[Items listed in a dataset]

- - -

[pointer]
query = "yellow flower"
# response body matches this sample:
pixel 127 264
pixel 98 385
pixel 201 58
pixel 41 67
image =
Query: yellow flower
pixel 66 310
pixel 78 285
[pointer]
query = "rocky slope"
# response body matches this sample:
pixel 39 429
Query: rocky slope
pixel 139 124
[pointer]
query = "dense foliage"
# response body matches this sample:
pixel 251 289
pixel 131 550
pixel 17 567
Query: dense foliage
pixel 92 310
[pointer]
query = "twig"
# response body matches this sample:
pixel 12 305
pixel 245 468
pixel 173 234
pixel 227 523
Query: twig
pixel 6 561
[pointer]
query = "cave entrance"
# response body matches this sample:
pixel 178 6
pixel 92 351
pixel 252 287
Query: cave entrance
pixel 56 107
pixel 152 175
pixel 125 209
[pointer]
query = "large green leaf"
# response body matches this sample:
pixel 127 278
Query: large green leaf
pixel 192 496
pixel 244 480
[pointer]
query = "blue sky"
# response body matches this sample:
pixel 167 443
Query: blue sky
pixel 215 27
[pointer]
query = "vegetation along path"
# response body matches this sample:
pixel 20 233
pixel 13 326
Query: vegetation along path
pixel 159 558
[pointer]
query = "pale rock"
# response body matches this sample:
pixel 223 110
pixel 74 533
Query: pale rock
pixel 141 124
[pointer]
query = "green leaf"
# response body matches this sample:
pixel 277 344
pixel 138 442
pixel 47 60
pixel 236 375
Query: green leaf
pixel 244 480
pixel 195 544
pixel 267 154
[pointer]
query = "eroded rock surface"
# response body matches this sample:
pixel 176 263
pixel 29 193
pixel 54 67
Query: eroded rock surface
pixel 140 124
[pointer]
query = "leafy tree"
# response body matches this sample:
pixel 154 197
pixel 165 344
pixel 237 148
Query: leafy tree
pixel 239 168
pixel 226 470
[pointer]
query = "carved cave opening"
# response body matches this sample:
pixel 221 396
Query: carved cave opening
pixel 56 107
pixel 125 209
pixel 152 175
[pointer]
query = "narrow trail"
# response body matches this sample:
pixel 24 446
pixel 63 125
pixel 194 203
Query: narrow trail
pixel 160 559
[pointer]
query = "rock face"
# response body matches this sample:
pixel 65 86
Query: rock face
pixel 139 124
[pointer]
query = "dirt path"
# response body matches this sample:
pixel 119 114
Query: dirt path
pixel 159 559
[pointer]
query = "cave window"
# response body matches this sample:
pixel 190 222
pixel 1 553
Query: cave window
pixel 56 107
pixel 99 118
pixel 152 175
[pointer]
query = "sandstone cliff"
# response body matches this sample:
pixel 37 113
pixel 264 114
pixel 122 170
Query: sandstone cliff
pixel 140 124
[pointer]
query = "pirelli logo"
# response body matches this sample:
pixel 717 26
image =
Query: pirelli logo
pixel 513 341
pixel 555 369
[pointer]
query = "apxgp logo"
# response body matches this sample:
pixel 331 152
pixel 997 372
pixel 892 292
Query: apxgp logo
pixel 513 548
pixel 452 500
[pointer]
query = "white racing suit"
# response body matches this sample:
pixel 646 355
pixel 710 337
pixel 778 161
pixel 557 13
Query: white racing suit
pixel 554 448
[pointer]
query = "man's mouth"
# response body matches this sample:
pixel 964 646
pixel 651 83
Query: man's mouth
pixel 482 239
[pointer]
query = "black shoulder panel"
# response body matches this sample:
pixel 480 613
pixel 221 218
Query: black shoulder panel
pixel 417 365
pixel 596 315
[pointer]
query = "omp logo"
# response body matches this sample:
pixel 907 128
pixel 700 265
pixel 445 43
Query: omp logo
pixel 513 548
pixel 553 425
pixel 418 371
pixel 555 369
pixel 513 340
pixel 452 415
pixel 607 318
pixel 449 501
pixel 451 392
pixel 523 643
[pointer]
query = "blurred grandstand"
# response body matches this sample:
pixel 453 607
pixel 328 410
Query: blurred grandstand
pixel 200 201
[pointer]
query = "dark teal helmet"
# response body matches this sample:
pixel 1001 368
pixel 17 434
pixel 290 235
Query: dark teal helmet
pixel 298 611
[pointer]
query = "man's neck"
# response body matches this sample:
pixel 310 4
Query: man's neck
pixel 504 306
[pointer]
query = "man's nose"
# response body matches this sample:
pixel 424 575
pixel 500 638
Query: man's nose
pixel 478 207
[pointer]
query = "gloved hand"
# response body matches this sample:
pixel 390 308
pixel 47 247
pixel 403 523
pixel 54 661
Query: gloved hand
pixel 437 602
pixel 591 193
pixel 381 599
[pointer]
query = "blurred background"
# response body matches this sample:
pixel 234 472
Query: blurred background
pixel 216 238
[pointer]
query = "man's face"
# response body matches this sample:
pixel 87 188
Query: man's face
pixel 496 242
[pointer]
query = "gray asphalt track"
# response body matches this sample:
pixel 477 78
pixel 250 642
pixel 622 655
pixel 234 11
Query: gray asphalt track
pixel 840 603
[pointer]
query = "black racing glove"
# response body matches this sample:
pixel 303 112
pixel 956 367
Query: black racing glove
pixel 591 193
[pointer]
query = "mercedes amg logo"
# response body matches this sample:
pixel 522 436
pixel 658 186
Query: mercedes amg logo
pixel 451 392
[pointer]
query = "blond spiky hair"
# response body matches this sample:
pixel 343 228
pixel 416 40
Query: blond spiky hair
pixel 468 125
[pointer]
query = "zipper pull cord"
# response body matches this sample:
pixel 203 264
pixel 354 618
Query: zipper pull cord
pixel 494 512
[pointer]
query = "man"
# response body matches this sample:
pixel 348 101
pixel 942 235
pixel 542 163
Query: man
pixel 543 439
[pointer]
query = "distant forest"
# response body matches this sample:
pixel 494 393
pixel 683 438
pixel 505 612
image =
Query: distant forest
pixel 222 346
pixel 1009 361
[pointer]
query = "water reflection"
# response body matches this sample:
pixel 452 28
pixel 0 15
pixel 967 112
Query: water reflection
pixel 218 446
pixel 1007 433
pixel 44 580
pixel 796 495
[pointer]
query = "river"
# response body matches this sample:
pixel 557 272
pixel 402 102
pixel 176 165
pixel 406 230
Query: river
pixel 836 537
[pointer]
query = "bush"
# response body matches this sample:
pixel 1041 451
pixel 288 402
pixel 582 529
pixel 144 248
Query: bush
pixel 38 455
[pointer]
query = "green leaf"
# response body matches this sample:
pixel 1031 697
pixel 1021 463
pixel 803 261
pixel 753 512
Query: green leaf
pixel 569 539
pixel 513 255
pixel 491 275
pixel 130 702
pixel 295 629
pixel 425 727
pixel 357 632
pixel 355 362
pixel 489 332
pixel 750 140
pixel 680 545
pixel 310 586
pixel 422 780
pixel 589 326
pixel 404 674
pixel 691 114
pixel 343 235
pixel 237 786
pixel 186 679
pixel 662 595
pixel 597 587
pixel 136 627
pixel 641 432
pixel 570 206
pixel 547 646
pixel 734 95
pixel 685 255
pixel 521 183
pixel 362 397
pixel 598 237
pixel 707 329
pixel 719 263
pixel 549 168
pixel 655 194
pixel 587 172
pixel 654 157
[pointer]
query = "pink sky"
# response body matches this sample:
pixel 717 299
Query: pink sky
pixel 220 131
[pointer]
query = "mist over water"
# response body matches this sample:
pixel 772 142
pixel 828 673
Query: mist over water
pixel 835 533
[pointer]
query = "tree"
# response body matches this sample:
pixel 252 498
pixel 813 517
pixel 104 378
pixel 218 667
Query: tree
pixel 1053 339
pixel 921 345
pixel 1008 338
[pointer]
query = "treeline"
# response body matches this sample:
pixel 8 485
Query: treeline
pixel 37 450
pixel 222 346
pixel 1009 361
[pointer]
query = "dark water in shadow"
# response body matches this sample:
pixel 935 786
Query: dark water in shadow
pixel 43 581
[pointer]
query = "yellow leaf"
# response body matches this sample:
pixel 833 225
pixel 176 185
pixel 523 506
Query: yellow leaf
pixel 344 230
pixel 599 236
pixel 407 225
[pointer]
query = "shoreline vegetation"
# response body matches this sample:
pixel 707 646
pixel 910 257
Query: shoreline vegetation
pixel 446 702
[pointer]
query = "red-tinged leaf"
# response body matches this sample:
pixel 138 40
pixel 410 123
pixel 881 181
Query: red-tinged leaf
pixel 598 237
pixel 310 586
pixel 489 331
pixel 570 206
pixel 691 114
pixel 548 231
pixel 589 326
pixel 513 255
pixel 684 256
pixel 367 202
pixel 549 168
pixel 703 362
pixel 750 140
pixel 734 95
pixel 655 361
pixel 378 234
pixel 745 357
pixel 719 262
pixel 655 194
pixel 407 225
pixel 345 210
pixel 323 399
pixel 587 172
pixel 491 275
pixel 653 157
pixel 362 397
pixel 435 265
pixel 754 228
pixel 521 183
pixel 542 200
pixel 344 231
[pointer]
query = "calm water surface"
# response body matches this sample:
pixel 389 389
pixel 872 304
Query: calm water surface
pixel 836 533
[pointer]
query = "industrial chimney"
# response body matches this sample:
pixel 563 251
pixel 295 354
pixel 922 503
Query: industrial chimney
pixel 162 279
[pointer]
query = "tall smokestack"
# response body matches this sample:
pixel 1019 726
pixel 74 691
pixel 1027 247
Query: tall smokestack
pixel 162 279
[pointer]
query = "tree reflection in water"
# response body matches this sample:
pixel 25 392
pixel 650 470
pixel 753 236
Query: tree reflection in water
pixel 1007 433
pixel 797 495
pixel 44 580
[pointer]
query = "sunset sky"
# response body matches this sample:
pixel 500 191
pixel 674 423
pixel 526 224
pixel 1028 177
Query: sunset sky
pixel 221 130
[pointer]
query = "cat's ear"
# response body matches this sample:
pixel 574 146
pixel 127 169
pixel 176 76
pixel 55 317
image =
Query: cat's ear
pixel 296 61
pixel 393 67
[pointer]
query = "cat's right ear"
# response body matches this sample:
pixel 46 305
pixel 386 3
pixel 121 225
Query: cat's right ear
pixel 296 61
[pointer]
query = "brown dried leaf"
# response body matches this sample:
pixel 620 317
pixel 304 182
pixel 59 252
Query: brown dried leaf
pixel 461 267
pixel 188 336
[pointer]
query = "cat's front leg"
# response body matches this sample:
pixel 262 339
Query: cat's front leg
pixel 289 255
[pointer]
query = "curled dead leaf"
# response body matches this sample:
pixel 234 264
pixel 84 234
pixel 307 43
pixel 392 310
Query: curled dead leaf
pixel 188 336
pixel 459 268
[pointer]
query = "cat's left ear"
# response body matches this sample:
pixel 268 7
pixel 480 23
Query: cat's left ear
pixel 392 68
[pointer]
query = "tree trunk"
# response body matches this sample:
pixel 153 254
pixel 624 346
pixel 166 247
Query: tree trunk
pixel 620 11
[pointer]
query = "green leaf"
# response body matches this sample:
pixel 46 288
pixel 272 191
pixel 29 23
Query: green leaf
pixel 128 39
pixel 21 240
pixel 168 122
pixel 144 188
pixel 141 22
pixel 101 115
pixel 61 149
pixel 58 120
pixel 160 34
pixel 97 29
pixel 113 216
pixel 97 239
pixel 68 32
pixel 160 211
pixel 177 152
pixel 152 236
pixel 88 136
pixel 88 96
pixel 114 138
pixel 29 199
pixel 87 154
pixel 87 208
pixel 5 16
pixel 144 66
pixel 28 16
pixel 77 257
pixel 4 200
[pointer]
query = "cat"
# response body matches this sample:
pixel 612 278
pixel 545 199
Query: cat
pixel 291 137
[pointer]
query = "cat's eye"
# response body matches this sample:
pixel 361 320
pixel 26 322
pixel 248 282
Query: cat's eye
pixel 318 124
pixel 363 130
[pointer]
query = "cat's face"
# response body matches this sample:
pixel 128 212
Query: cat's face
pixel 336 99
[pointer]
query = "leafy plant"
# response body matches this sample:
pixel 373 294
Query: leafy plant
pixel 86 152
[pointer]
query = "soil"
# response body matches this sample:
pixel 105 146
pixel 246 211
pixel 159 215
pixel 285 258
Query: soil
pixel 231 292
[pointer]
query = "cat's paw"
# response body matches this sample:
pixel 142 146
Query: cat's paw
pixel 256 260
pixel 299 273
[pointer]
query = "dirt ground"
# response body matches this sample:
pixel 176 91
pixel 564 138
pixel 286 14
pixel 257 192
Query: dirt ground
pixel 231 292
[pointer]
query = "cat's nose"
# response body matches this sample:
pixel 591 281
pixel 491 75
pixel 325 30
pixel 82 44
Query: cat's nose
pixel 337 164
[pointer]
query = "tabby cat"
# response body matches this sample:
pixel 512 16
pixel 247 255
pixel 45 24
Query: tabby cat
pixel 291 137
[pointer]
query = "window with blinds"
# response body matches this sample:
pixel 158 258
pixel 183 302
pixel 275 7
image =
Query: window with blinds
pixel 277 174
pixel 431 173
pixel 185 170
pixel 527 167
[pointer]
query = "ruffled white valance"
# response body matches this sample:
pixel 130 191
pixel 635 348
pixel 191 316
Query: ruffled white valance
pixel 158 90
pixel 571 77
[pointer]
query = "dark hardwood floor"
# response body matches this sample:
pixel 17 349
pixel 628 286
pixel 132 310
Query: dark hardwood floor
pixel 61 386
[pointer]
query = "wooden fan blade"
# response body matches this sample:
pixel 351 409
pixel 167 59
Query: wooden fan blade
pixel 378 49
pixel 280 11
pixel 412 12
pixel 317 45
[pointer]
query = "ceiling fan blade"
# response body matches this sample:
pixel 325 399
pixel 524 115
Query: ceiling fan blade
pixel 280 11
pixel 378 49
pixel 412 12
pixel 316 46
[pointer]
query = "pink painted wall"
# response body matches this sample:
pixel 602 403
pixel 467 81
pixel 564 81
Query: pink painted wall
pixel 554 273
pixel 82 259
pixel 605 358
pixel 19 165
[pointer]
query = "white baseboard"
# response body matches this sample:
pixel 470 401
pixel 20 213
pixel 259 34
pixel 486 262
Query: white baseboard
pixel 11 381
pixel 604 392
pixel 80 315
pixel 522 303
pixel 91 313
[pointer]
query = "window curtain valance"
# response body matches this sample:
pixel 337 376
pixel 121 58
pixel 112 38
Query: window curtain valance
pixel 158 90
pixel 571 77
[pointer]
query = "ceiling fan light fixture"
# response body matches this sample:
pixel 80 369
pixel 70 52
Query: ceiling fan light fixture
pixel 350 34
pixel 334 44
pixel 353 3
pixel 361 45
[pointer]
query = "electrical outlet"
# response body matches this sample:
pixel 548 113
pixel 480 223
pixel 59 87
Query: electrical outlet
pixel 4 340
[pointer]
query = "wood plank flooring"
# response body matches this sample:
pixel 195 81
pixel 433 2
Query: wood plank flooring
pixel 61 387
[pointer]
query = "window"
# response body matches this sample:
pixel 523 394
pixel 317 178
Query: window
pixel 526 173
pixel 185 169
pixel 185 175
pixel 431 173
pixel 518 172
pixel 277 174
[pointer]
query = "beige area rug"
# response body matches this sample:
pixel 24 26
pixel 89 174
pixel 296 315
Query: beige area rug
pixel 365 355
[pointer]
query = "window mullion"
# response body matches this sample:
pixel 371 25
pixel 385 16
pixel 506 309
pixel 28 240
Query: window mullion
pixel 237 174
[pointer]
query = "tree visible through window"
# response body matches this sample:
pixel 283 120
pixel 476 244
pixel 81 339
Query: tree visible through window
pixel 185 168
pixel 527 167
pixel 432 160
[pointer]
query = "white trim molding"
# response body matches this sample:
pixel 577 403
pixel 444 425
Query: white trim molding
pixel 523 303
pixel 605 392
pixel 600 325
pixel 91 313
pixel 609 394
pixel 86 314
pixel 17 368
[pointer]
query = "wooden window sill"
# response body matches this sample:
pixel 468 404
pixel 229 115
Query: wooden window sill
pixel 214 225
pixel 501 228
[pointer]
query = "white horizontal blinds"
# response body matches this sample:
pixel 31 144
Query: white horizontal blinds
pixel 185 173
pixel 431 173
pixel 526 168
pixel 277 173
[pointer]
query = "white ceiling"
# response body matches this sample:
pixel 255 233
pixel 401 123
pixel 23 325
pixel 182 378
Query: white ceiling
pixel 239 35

- - -

--- To do ---
Reproduce the items from the first line through the line containing "pixel 92 310", inclusive, changing every "rocky slope" to "stony slope" and leaving everything else unchanged.

--- Result of the exercise ---
[pointer]
query = "yellow flower"
# response body matches this sample:
pixel 127 264
pixel 98 385
pixel 201 58
pixel 41 67
image =
Query: yellow flower
pixel 66 310
pixel 78 285
[pointer]
query = "stony slope"
# response body matches this sample:
pixel 39 429
Query: stony slope
pixel 139 124
[pointer]
query = "dense foliage"
# response body matches this sample:
pixel 251 289
pixel 131 550
pixel 17 567
Query: dense foliage
pixel 92 310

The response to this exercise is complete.